Page excerpt ::

March 10, 2020 / 5:01 PM / 19 days ago

UPDATE 1-Oil, virus bring deflation risks back on radar for bond markets

(Updates with action in inflation expectations)

By Dhara Ranasinghe

LONDON, March 10 (Reuters) - Markets calmed down on Tuesday after Monday’s panic, but euro zone inflation expectations hit new record lows, below 1%, a reminder of the deflation fears that are creeping back into bond markets.

The collapse in market inflation expectations across Europe and the United States were stoked by Monday’s 30% drop in oil prices to about $30 a barrel. Lower energy prices may boost growth in the medium term, but it adds fresh urgency to how policymakers’ respond to the coronavirus outbreak.

The readout from markets is clear — the European Central Bank must act, and quickly, to head off deflation expectations before they take hold.

“Last week was all about the economic fallout from coronavirus and a feeling that there’s little the ECB can do,” said ING economist Carsten Brzeski.

“Now the turmoil in markets means that the ECB may have to step up QE (quantitative easing) to get rid of deflation expectations.”

He was referring to ECB asset purchases, which currently amount to 20 billion euros a month.

The market gauge of long-term euro zone inflation expectations — the five-year, five-year breakeven forward — dropped to a record low of 0.9239% on Tuesday after falling below 1% for the first time ever on Monday.

The measure, also tracked by the ECB, has slumped 20 basis points in the past week, moving further away from the ECB’s near 2% target.

If oil prices remain depressed “inflation in the euro zone could fall to the psychologically important 0% mark in May,” Commerzbank estimates.

Euro area prices rose 1.2% year-on-year in February, after a 1.4% rise in January.

A 10-basis-point rate cut at Thursday’s ECB meeting is priced in by markets; targeted measures to support the economy in the face of coronavirus are also expected.

Market inflation expectations in the United States and Britain also tumbled on Monday after an oil-price war between Russia and Saudi Arabia sparked the biggest oil-price rout in almost 30 years.

According to trading platform Tradeweb, U.S. inflation expectations represented by breakeven rates on Monday were at their lowest closing point in over a decade.

But years of stimulus and interest rates at minus 0.5% leave the ECB with less room for manoeuvre than its U.S. and British counterparts, especially given the hit to consumer demand from the virus-linked reduction in activity.

“The fall in 5y5y swaps is largely a reflection of the collapse in oil prices, but there is more than a supply shock going on in Europe. So, the deflation risk is rising fast,” TS Lombard economist Davide Oneglia told the Reuters Global Markets Forum.

The outbreak has led to panic buying and hoarding, but so far there are few signs that this is adding to inflationary pressures.

Tim Graf, head of macro strategy for EMEA at State Street Global Markets, urged authorities to instil “demand-focused policies to reverse the trend in (inflation) breakevens.”

He expected the ECB to act forcefully, citing “cutting rates, extending the scope for continued asset purchases, enhancing the terms of the TLTROs, adjusting tiering parameters to ease the pain for banks”.

Your tasks ::
1. Condense the paragraph of the article on deflation risks that begins "The market gauge of long-term" into one shorter sentence that keeps its main facts.
2. Using the article on deflation risks, answer these:
(a) How much do ECB asset purchases currently amount to each month?
(b) By how much did euro area prices rise year-on-year in February?
(c) Which trading platform is cited for the data on U.S. breakeven rates?
3. Return the stretch of the article on deflation risks from "UPDATE 1-Oil, virus" through "they take hold.", copied word for word.
Draw only on the article on deflation risks for your answers.

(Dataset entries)
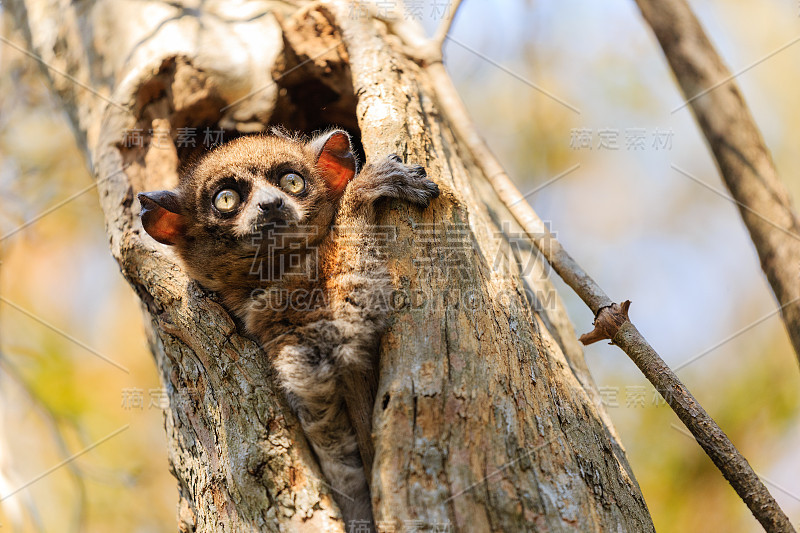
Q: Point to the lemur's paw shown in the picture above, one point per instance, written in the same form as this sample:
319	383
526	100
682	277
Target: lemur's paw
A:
410	182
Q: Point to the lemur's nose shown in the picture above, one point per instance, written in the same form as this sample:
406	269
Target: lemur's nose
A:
273	203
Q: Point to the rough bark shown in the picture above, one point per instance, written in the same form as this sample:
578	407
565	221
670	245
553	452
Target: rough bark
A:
486	418
743	159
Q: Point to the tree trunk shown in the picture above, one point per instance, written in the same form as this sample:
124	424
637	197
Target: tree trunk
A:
486	418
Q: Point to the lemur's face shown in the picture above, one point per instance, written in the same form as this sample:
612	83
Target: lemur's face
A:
247	201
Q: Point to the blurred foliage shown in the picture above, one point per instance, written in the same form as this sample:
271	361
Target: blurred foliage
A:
679	252
59	269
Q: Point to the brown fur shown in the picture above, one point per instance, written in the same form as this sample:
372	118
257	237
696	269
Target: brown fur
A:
338	294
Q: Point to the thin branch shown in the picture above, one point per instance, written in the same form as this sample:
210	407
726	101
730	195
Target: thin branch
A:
612	318
447	23
742	156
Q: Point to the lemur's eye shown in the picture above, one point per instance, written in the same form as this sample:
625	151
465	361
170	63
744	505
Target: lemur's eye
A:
226	200
292	183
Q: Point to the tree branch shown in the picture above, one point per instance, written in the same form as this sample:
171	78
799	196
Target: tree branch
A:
742	157
611	319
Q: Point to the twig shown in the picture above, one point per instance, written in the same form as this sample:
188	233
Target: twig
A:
447	23
738	147
611	319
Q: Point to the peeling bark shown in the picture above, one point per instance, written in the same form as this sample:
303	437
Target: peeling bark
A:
486	417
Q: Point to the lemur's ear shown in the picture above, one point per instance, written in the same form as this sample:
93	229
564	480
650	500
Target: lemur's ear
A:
162	217
335	158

Numbered answers ::
1. The five-year, five-year breakeven forward, a market gauge of long-term euro zone inflation expectations, fell below 1% for the first time on Monday and hit a record low of 0.9239% on Tuesday.

2.
(a) 20 billion euros a month
(b) 1.2%
(c) Tradeweb

3.
UPDATE 1-Oil, virus bring deflation risks back on radar for bond markets

(Updates with action in inflation expectations)

By Dhara Ranasinghe

LONDON, March 10 (Reuters) - Markets calmed down on Tuesday after Monday’s panic, but euro zone inflation expectations hit new record lows, below 1%, a reminder of the deflation fears that are creeping back into bond markets.

The collapse in market inflation expectations across Europe and the United States were stoked by Monday’s 30% drop in oil prices to about $30 a barrel. Lower energy prices may boost growth in the medium term, but it adds fresh urgency to how policymakers’ respond to the coronavirus outbreak.

The readout from markets is clear — the European Central Bank must act, and quickly, to head off deflation expectations before they take hold.